[Entries from a point annotation set]
^^^^^^^^

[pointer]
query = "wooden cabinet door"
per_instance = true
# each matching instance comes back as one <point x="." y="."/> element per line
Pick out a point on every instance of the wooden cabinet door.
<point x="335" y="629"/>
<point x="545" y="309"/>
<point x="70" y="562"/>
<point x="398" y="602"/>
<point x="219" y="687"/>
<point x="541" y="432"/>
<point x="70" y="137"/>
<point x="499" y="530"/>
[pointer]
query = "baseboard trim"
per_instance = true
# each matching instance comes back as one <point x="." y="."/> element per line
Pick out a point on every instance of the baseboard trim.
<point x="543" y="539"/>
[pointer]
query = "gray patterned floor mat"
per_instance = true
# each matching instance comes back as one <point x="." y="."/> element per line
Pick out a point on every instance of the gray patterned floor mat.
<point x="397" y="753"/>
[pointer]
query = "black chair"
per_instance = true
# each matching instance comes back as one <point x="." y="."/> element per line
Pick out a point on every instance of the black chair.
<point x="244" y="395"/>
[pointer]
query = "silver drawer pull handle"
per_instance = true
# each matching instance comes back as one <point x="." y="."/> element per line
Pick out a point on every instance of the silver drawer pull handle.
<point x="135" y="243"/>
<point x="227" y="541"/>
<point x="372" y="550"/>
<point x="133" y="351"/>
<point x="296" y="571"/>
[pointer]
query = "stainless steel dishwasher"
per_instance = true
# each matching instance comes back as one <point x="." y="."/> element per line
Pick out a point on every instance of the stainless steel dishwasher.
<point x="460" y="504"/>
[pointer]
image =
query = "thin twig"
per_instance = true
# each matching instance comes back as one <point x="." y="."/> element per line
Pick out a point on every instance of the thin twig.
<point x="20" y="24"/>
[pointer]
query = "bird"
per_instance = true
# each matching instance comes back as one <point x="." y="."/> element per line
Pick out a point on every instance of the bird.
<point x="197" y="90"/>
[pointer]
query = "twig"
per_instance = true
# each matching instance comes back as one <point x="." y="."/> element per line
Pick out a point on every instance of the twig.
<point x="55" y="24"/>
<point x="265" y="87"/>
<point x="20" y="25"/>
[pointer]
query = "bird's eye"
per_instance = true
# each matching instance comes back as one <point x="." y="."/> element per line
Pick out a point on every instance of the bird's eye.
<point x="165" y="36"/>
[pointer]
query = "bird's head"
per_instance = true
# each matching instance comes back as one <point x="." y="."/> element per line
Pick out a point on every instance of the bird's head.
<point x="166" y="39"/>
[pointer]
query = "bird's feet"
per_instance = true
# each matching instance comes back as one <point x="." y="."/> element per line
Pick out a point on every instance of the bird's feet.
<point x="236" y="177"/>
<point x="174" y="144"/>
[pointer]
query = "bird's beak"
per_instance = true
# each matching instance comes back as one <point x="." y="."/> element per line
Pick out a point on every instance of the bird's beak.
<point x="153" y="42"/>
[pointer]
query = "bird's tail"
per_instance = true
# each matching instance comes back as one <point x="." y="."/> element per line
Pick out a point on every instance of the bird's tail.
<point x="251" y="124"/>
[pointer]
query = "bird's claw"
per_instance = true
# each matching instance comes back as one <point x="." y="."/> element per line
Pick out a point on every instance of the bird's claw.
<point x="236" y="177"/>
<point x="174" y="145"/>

^^^^^^^^

• _Given exercise_: Copy out the full set of records precisely, leaving nothing out.

• _The answer_:
[pointer]
query = "wooden cabinet door"
per_instance = true
# each matching instance comes back as one <point x="." y="."/> element per line
Pick out a point on every instance of the wooden cabinet door.
<point x="335" y="629"/>
<point x="545" y="309"/>
<point x="70" y="562"/>
<point x="398" y="602"/>
<point x="219" y="687"/>
<point x="541" y="432"/>
<point x="70" y="137"/>
<point x="499" y="530"/>
[pointer]
query = "baseboard trim"
per_instance = true
# each matching instance comes back as one <point x="." y="."/> element per line
Pick out a point on every instance of the baseboard trim.
<point x="543" y="539"/>
[pointer]
query = "gray patterned floor mat"
per_instance = true
# each matching instance comes back as one <point x="." y="."/> element per line
Pick out a point on every instance of the gray patterned floor mat.
<point x="397" y="753"/>
[pointer]
query = "black chair"
per_instance = true
# each matching instance comes back as one <point x="." y="."/> element per line
Pick out a point on every instance of the black chair.
<point x="244" y="395"/>
[pointer]
query = "silver drawer pull handle"
per_instance = true
# each matching instance comes back as one <point x="." y="."/> element per line
Pick out a point on every instance of the silver drawer pull handle.
<point x="135" y="243"/>
<point x="227" y="541"/>
<point x="372" y="550"/>
<point x="133" y="351"/>
<point x="296" y="571"/>
[pointer]
query = "stainless steel dishwasher"
per_instance = true
# each matching instance comes back as one <point x="." y="."/> element per line
Pick out a point on every instance of the stainless steel dishwasher.
<point x="460" y="504"/>
[pointer]
image =
query = "thin twig"
per_instance = true
# each matching instance comes back as one <point x="." y="."/> element per line
Pick out a point on every instance of the thin twig.
<point x="20" y="24"/>
[pointer]
query = "bird"
per_instance = true
# each matching instance comes back as one <point x="." y="."/> element per line
Pick out a point on every instance of the bird.
<point x="197" y="90"/>
[pointer]
query = "twig"
per_instance = true
# each matching instance comes back as one <point x="." y="."/> element per line
Pick out a point on every instance of the twig.
<point x="55" y="24"/>
<point x="265" y="87"/>
<point x="20" y="25"/>
[pointer]
query = "bird's eye"
per_instance = true
# each matching instance comes back as one <point x="." y="."/> element per line
Pick out a point on every instance of the bird's eye.
<point x="165" y="36"/>
[pointer]
query = "bird's head"
per_instance = true
# each matching instance comes back as one <point x="." y="."/> element per line
Pick out a point on every instance of the bird's head.
<point x="166" y="39"/>
[pointer]
query = "bird's feet"
per_instance = true
# each matching instance comes back as one <point x="." y="."/> element per line
Pick out a point on every instance of the bird's feet.
<point x="236" y="177"/>
<point x="174" y="144"/>
[pointer]
query = "bird's beak"
per_instance = true
# each matching instance comes back as one <point x="." y="."/> element per line
Pick out a point on every instance of the bird's beak.
<point x="153" y="42"/>
[pointer]
query = "bird's tail"
per_instance = true
# each matching instance comes back as one <point x="." y="."/> element per line
Pick out a point on every instance of the bird's tail.
<point x="251" y="124"/>
[pointer]
query = "bird's claw"
per_instance = true
# each matching instance comes back as one <point x="." y="."/> element per line
Pick out a point on every instance of the bird's claw.
<point x="236" y="177"/>
<point x="174" y="145"/>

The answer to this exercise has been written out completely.